__Set task__
Please report each line in the entries below that contains the string "sweater".
________
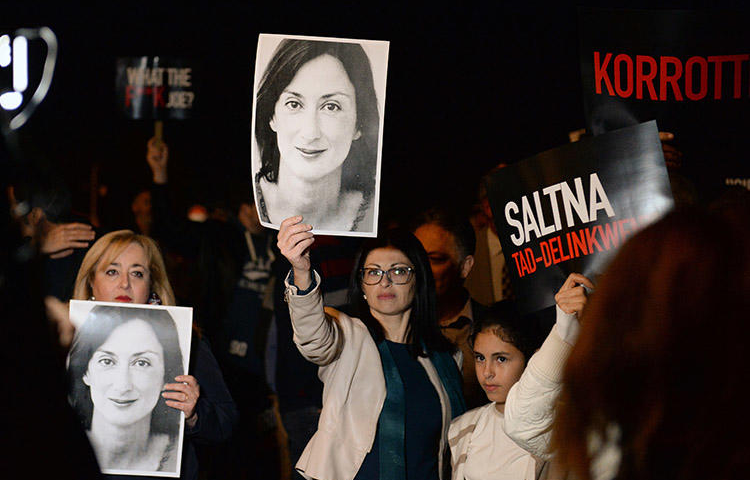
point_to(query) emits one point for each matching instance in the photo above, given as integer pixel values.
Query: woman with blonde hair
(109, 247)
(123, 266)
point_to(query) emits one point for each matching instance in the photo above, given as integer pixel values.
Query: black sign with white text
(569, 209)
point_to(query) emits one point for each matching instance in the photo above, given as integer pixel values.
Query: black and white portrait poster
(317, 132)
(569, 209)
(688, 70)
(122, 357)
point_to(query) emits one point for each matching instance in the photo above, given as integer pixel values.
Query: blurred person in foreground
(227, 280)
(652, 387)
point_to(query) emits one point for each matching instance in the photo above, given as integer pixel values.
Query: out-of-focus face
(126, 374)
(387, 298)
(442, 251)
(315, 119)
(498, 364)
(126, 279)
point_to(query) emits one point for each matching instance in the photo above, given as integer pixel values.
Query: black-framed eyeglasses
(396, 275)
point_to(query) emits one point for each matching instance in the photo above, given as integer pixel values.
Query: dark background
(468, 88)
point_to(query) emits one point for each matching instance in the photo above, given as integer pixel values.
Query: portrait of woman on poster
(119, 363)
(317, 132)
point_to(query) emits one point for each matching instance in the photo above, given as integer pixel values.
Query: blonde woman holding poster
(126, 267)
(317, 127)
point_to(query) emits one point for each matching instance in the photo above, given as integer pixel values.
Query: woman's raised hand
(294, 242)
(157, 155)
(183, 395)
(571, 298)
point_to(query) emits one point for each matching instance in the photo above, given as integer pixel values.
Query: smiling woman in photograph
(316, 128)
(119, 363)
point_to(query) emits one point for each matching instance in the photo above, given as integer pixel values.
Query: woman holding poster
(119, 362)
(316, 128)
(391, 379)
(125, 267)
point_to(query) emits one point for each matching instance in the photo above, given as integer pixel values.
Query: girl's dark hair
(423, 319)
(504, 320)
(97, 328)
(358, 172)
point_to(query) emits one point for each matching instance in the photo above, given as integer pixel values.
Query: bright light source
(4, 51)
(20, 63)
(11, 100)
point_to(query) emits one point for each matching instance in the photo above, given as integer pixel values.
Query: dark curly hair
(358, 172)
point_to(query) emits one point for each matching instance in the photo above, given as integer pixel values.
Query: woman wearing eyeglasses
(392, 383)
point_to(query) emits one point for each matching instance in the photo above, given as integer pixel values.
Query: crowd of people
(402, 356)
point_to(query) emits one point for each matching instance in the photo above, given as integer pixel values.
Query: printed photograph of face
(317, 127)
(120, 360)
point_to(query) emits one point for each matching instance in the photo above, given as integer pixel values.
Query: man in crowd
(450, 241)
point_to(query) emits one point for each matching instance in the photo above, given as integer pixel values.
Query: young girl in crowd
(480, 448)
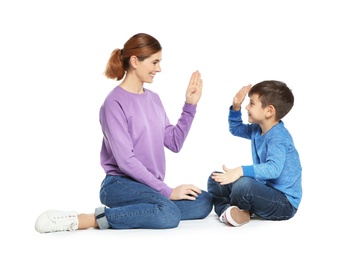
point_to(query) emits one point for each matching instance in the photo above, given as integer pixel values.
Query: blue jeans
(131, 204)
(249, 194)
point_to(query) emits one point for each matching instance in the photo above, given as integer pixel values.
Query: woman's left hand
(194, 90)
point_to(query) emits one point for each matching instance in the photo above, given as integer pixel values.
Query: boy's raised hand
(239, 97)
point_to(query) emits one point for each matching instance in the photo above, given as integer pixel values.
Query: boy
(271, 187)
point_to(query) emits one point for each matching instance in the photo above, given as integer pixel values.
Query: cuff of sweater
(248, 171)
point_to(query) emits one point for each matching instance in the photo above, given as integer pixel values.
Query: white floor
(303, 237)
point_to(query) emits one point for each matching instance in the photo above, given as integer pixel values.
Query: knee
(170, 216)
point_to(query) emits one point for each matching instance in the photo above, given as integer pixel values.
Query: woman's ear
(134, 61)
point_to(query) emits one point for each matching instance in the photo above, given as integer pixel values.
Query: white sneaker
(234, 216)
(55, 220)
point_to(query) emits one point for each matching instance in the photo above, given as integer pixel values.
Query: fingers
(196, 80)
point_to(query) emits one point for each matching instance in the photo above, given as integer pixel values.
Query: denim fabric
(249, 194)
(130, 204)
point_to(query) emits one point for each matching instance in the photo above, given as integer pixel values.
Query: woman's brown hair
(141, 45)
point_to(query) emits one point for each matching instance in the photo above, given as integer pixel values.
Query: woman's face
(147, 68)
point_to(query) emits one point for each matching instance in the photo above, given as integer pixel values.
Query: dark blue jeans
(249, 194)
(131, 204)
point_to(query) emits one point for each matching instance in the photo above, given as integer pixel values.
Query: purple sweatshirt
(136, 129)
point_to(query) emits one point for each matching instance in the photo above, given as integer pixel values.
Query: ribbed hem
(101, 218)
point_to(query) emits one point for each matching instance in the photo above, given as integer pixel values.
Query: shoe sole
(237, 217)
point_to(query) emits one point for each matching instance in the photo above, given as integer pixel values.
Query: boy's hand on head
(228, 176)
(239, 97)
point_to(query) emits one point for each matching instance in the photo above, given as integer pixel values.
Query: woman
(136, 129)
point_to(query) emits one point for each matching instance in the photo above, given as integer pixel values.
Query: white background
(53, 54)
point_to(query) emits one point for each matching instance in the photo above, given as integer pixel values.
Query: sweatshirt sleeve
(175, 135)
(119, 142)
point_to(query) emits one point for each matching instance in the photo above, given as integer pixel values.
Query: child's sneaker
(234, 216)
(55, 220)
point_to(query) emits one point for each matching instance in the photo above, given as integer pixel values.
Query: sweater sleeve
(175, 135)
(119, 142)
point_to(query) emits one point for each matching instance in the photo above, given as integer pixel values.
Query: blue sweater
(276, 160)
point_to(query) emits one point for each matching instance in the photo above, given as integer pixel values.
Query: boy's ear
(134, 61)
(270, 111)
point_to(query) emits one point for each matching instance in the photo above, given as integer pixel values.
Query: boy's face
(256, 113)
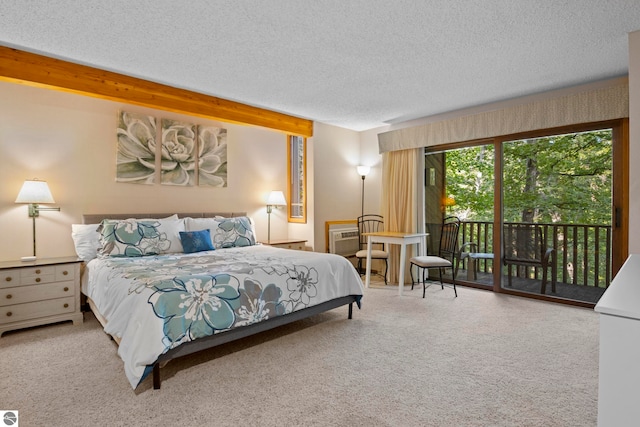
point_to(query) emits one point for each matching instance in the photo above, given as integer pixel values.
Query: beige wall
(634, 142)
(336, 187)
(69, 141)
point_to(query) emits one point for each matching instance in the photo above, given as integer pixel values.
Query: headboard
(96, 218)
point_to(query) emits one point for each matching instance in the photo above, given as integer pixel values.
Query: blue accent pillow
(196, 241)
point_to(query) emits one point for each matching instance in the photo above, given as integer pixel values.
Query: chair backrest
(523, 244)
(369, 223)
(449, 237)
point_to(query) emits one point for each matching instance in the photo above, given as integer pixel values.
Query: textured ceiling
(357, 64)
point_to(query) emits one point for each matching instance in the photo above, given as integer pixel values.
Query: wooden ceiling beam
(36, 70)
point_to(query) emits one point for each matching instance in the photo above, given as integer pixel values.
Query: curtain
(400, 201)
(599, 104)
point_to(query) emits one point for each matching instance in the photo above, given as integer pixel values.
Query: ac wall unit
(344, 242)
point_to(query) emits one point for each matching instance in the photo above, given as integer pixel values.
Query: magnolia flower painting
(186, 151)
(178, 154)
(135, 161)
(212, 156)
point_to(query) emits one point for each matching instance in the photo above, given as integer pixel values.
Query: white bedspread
________
__Response to the exercise__
Query: cuff of sweater
Query: sweater sleeve
Query: blue sweater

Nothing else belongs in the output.